═════ Exercise inputs ═════

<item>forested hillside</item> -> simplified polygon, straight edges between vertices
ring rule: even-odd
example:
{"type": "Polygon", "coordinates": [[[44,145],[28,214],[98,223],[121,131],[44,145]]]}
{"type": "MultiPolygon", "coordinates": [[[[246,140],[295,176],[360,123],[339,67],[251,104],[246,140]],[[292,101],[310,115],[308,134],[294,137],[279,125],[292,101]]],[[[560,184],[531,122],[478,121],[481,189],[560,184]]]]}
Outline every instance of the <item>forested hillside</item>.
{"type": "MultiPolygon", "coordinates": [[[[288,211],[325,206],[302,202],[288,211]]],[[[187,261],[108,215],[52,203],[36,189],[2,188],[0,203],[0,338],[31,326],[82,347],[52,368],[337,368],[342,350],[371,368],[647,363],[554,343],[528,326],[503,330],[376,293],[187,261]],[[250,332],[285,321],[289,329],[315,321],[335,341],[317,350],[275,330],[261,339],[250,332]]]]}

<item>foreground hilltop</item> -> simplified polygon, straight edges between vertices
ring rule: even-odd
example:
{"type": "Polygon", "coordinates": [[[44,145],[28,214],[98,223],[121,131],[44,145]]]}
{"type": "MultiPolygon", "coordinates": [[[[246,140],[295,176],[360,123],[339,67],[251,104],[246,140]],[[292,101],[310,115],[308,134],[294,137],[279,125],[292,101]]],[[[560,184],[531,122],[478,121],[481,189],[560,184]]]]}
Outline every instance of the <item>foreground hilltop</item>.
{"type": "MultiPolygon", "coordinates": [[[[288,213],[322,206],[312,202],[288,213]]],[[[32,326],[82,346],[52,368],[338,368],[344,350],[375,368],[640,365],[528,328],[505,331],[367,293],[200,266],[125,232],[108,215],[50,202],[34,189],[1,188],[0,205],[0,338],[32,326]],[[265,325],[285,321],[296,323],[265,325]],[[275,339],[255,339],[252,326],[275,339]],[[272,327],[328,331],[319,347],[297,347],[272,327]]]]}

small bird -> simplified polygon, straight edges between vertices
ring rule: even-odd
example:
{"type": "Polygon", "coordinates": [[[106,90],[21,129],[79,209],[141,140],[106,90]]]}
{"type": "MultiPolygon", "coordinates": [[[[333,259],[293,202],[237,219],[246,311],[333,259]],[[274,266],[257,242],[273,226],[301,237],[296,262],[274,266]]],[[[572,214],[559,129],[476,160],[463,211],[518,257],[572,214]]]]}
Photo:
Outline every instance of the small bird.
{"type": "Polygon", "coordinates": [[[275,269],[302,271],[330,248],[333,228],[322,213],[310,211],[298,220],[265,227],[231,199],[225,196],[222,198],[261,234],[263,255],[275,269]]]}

═════

▶ [Exercise objective]:
Convert every line of the entries above into a Markdown table with two columns, "Row" for a running number and "Line" for the line itself. Leave out blank lines.

▶ [Response]:
| Row | Line |
|---|---|
| 1 | <item>forested hillside</item> -> simplified polygon, straight edges between vertices |
| 2 | ring rule: even-odd |
| 3 | example: |
| 4 | {"type": "Polygon", "coordinates": [[[44,145],[28,214],[98,223],[121,131],[44,145]]]} |
| 5 | {"type": "MultiPolygon", "coordinates": [[[[246,140],[295,176],[360,123],[339,67],[251,104],[246,140]],[[292,101],[310,115],[308,134],[294,137],[279,125],[292,101]]],[[[560,184],[531,122],[478,121],[481,189],[560,184]]]]} |
| 6 | Outline every instance of the <item>forested hillside</item>. |
| 7 | {"type": "MultiPolygon", "coordinates": [[[[288,211],[325,206],[302,202],[288,211]]],[[[187,261],[108,215],[52,203],[36,189],[2,188],[0,203],[0,338],[31,326],[82,347],[52,368],[337,368],[342,350],[371,368],[647,363],[554,343],[528,326],[503,330],[376,293],[187,261]],[[250,332],[285,321],[289,329],[315,321],[335,341],[317,350],[275,330],[261,339],[250,332]]]]} |
| 8 | <item>foreground hilltop</item> -> simplified polygon, straight edges between vertices |
| 9 | ring rule: even-odd |
| 10 | example: |
| 11 | {"type": "Polygon", "coordinates": [[[44,145],[28,214],[98,223],[121,131],[44,145]]]} |
| 12 | {"type": "MultiPolygon", "coordinates": [[[[246,140],[295,176],[360,123],[339,67],[251,104],[246,140]],[[292,101],[310,115],[308,134],[294,137],[279,125],[292,101]]],[[[560,184],[531,122],[478,121],[481,189],[560,184]]]]} |
| 13 | Outline every instance of the <item>foreground hilltop</item>. |
| 14 | {"type": "MultiPolygon", "coordinates": [[[[288,213],[322,206],[312,202],[288,213]]],[[[32,326],[82,346],[52,368],[338,368],[344,350],[375,368],[640,365],[528,328],[505,331],[367,293],[200,266],[125,232],[108,215],[50,202],[34,189],[1,188],[0,205],[0,338],[32,326]],[[265,325],[285,321],[296,323],[265,325]],[[275,339],[255,339],[252,326],[275,339]],[[272,327],[328,331],[319,347],[297,347],[272,327]]]]} |
| 15 | small bird -> simplified polygon, straight edges between vertices |
| 16 | ring rule: even-odd |
| 17 | example: |
| 18 | {"type": "Polygon", "coordinates": [[[106,90],[21,129],[79,209],[141,140],[106,90]]]} |
| 19 | {"type": "MultiPolygon", "coordinates": [[[[333,259],[293,202],[237,219],[246,311],[333,259]],[[274,266],[257,242],[273,226],[301,237],[296,262],[274,266]]],[[[572,214],[559,129],[476,160],[463,211],[518,257],[572,214]]]]} |
| 20 | Photo: |
| 21 | Outline every instance of the small bird. |
| 22 | {"type": "Polygon", "coordinates": [[[275,269],[302,271],[330,248],[333,228],[322,213],[310,211],[298,220],[265,227],[231,199],[225,196],[222,198],[261,234],[263,255],[275,269]]]} |